▶ To do
Produce as output only the lines below starting at the line with "<point>156,125</point>" and continuing through the line with "Find every instance of the reflection", each one exactly as written.

▶ Records
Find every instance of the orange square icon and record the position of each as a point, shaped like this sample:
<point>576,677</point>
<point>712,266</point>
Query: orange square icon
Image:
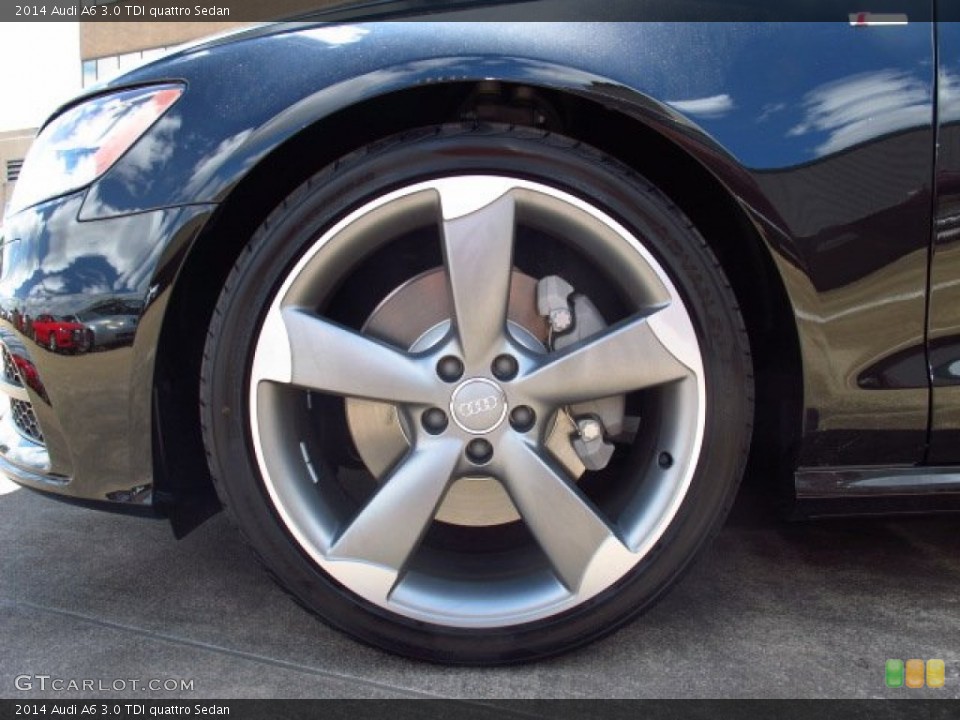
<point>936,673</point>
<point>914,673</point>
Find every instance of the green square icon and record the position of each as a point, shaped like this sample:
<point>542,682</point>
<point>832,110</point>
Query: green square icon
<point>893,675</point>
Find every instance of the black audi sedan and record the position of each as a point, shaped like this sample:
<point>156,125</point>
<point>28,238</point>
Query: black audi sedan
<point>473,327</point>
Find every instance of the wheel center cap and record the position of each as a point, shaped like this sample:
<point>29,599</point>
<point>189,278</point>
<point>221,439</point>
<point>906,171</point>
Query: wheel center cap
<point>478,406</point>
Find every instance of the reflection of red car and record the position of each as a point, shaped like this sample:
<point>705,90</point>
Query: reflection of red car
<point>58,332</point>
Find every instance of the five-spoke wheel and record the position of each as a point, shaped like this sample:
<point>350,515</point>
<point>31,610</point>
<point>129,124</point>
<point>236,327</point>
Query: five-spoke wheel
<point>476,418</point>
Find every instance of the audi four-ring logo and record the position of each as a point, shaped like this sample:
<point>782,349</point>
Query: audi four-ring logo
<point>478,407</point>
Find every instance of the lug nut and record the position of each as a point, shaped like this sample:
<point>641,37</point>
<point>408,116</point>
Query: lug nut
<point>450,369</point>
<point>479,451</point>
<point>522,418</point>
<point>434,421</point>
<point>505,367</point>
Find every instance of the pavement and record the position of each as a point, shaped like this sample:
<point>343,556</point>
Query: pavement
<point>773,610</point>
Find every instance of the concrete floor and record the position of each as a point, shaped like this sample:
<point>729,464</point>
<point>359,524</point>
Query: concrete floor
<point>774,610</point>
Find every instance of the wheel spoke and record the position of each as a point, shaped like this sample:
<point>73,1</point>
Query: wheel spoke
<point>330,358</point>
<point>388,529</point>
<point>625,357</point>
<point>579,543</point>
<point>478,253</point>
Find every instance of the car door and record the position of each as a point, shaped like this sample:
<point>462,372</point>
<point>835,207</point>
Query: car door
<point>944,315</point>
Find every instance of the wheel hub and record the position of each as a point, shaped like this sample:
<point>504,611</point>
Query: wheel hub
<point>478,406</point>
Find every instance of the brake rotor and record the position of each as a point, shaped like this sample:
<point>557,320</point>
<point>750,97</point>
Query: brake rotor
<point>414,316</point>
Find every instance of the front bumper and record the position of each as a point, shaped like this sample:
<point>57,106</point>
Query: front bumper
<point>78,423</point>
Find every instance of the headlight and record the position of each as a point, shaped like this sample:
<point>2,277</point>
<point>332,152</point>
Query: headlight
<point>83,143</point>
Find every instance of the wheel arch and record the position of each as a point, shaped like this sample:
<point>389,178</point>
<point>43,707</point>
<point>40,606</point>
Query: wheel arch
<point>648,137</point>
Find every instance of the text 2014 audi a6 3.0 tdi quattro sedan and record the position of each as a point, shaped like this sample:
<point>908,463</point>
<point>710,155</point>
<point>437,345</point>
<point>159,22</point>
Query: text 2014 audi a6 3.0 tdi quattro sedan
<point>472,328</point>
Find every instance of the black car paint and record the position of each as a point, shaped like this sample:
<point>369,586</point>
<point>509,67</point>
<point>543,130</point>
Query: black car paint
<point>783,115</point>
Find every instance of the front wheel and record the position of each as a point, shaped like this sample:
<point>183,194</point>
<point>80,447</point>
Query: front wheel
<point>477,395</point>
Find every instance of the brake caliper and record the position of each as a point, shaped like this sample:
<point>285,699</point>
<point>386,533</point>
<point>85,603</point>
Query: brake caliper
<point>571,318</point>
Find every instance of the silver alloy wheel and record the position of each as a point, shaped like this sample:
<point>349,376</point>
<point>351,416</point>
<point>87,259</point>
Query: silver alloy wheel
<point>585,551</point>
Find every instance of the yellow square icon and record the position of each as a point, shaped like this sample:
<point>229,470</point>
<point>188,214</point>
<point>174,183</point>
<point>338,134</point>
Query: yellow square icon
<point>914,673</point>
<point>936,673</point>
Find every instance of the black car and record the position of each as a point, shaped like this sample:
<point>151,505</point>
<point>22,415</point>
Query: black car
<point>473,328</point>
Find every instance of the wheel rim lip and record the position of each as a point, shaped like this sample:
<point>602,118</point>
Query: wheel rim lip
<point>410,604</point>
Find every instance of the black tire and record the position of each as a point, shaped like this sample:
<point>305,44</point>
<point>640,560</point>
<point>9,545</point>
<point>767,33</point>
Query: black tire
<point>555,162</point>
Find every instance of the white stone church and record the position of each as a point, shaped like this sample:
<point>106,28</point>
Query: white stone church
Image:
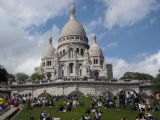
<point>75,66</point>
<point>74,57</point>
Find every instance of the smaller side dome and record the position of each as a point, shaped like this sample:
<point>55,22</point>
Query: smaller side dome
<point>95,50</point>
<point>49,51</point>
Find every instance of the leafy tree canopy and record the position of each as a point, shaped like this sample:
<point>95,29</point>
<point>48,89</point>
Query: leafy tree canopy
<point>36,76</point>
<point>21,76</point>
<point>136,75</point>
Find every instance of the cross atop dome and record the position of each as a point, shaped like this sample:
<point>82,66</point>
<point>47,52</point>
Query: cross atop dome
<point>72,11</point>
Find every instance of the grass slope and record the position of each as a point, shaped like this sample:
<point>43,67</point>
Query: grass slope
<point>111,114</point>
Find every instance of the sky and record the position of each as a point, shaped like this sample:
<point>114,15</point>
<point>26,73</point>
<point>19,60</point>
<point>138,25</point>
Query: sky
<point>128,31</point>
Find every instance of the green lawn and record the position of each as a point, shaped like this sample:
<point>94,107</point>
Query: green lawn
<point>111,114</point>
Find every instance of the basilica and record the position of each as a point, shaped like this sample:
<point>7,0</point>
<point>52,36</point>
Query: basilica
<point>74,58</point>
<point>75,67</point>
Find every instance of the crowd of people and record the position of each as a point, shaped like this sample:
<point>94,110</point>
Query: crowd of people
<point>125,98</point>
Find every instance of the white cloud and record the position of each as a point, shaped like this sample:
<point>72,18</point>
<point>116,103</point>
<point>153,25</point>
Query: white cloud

▶ Response
<point>156,125</point>
<point>28,238</point>
Query: black audi sedan
<point>473,327</point>
Find every instance of the wheel center cap and record the position of each as a point, shaped like this sample:
<point>29,599</point>
<point>189,278</point>
<point>221,439</point>
<point>906,171</point>
Query: wheel center cap
<point>478,406</point>
Find every instance of the reflection of red car and record the position of each as a point, shaped like this sample:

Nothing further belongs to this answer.